▶ Passage to read:
↓
DTW (Digital Transformation World)
SK Telecom, Deutsche Telekom, e& Group, Singtel and Softbank spell out their business vision for telco-specific LLMs.
DTW24-Ignite: Global Telecom AI Alliance lays out vision for telco LLMs
The five telcos behind the Global Telecom AI Alliance (GTAA) – SK Telecom, Deutsche Telekom, e& Group, Singtel and Softbank – took the stage with their hyperscaler partners at DTW24-Ignite to spell out their business vision for telco-specific LLMs.
The GTAA members want to use LLMs to identify and solve telco-specific business issues using local languages, as well as industry-specific terms and their own internal business jargon –none of which can be done quickly or easily with generic LLMs.
“Simply adding engineering prompts with a generic AI LLM … it’s pretty painful. It requires a lot of tuning to get to consistent outcomes and accurate results, and especially with very complex use cases,” said William Woo, Group Chief Information Officer / Chief Digital Officer, Singtel.
Singtel finds that “a customized telco LLM definitely outperforms a general LLM for telco-related tasks,” according to Woo.
Another aim of the alliance is to ensure that communications service providers (CSPs) benefit from future AI business models built using telco data.
↑
▶ Given data:
↓
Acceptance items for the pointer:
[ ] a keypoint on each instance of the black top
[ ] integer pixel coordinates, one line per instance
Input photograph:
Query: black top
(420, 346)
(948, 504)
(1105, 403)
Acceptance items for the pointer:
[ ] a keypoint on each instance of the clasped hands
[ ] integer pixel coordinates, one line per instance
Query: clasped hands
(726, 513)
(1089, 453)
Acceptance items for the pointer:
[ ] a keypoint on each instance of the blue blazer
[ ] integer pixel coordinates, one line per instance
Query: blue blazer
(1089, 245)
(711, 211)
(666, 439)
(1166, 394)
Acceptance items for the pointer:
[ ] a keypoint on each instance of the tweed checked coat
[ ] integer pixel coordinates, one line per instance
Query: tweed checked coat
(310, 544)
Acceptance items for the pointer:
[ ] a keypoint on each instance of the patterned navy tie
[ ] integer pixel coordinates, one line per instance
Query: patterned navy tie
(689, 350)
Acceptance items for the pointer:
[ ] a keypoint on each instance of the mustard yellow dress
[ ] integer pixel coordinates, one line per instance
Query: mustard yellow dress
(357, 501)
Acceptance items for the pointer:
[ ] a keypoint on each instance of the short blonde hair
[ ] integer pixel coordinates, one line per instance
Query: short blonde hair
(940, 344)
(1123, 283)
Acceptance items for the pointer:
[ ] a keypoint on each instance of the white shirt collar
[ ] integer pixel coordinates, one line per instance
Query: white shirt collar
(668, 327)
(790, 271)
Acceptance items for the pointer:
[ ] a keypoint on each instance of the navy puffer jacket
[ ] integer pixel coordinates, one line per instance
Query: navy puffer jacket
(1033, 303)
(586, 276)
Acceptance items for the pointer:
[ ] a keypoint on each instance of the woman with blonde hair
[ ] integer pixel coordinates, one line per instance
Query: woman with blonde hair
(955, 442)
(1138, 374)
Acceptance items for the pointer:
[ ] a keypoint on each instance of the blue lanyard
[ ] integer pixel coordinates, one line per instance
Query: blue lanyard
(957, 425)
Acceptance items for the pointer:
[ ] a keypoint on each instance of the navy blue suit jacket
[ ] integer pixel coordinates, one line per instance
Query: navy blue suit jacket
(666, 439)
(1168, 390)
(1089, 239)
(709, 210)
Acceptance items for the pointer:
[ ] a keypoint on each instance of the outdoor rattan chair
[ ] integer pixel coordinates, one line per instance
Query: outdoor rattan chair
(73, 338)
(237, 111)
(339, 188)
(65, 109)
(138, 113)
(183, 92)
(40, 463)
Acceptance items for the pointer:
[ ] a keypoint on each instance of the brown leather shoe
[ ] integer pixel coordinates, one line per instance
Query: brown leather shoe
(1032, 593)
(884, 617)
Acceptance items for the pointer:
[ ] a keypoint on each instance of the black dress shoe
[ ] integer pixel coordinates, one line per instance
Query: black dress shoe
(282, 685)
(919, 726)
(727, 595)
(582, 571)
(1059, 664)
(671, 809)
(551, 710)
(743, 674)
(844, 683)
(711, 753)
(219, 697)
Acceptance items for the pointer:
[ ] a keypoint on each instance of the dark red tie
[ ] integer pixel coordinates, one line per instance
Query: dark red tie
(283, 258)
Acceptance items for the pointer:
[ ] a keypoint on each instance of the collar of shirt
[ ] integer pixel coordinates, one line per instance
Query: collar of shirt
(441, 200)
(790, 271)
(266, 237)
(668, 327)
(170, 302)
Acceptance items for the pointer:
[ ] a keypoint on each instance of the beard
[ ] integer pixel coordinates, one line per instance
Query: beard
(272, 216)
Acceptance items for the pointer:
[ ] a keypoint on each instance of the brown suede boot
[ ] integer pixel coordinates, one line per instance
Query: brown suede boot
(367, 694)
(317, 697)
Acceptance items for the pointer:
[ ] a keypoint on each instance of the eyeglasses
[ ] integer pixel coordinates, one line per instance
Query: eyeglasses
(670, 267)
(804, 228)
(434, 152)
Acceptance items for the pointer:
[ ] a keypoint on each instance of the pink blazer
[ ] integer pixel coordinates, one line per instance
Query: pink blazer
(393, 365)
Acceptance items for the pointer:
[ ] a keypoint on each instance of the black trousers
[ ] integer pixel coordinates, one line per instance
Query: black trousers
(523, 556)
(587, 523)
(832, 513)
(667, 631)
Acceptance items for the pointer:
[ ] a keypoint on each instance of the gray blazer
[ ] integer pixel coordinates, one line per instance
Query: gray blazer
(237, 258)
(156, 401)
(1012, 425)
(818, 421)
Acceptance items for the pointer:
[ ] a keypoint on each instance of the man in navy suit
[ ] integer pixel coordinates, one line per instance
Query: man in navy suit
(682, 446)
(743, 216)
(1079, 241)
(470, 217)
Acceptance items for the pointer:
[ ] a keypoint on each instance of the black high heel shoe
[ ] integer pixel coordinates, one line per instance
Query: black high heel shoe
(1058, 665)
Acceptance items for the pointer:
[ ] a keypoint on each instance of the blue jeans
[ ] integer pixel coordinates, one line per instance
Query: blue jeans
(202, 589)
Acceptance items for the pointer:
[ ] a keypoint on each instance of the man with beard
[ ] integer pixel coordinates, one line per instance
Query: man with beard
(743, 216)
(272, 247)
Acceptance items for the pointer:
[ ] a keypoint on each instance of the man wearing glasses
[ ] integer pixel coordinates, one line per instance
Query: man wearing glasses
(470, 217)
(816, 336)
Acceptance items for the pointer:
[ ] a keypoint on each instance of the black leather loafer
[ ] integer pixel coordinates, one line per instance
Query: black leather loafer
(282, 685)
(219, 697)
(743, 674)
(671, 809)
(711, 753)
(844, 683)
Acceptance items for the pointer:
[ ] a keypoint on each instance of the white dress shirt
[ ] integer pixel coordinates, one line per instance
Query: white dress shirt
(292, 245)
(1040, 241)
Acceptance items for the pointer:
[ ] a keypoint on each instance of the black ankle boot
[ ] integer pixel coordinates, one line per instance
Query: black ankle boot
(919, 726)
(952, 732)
↑
↓
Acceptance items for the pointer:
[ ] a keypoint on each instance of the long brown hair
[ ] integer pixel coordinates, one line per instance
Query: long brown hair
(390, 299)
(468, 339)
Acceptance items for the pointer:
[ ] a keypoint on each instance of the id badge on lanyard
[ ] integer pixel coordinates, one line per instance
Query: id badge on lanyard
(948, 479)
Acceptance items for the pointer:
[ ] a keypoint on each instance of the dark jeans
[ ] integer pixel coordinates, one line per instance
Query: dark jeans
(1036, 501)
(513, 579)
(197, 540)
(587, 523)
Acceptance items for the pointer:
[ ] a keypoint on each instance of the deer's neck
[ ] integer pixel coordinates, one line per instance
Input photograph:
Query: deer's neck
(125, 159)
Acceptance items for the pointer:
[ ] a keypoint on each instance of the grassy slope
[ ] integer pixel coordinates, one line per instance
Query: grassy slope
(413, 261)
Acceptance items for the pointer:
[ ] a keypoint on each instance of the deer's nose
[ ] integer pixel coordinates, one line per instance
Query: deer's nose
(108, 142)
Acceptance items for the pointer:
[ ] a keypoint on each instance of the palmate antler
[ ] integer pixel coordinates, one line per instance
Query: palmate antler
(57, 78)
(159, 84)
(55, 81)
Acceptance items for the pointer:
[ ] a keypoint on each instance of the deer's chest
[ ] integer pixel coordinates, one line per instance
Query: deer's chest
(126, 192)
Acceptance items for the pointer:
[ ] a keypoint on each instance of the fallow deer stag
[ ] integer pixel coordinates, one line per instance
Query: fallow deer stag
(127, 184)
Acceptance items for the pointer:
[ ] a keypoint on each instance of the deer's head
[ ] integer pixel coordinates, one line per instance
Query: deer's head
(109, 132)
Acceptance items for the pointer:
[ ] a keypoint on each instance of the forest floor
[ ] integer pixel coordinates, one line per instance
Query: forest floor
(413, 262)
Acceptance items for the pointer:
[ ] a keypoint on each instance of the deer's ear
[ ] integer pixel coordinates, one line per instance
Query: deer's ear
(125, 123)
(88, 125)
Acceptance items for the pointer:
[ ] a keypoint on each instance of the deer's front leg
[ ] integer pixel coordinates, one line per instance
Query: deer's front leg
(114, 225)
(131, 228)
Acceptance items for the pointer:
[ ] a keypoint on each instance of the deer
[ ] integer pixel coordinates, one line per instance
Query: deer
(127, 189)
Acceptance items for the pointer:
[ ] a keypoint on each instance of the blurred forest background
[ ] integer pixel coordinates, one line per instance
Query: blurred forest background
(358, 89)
↑
▶ What this exercise asks:
1. Which five telcos make up the Global Telecom AI Alliance, according to the article on telco LLMs?
2. Carry on the article about the Global Telecom AI Alliance's vision for telco LLMs, picking up after its final sentence.

▶ Answer set:
1. SK Telecom, Deutsche Telekom, e& Group, Singtel and Softbank.

2.
“We have talked [in the past] about the hyperscaler and the … destructive role they have played in telco infra,” said Harrison Lung, Group Chief Strategy Officer, e&.“In the world of AI, how do we ensure that the telcos have not just a seat at the table, but true ownership of the value pool that will be generated from it? We felt it was best to collaborate in building this telco LLM [in which] we each have our unique data set and assets.”
The GTAA’s founders announced at the event a joint venture agreement to co-develop and launch a multilingual Telco Large Language Model, which will work for Korean, English, German, Arabic, and Bahasa among other languages. Together they will make equal investments in the initial working capital required to develop it.
The JV will look at deploying innovative AI applications tailored to the needs of the founding parties in their respective markets, which cover a global customer base of approximately 1.3 billion across 50 countries.
Customer care has been one of the first areas where telcos have used GenAI and is an initial focus for GTAA members.
“An industry-specific LLM equipped with comprehensive understanding of our diverse product range will help us present a personalized offer that aligns with the preferences of our customers,” said Singtel’s Woo.
But the CSPs are also setting their sights further.
For example, e& is examining how to “embed AI in all of our existing businesses and business models,” according to Lung.
“We are a telecom company; we’re also a technology company. How do you overlay these AI capabilities in those assets so that you have [for example] a better recommendation engine for the Netflix equivalent that we run?” Lung added. "How do you embed AI into Careem, which is a local super app … so the next time you open it, it is super tailored and customer to you.”
SK Telecom, meanwhile, believes the personalization of services enabled by GenAI will drive the development of third-party ecosystems, which then will feed into AI data center ambitions. (SKT is working on LLMs with Anthropic and invested $100 million in the startup last year).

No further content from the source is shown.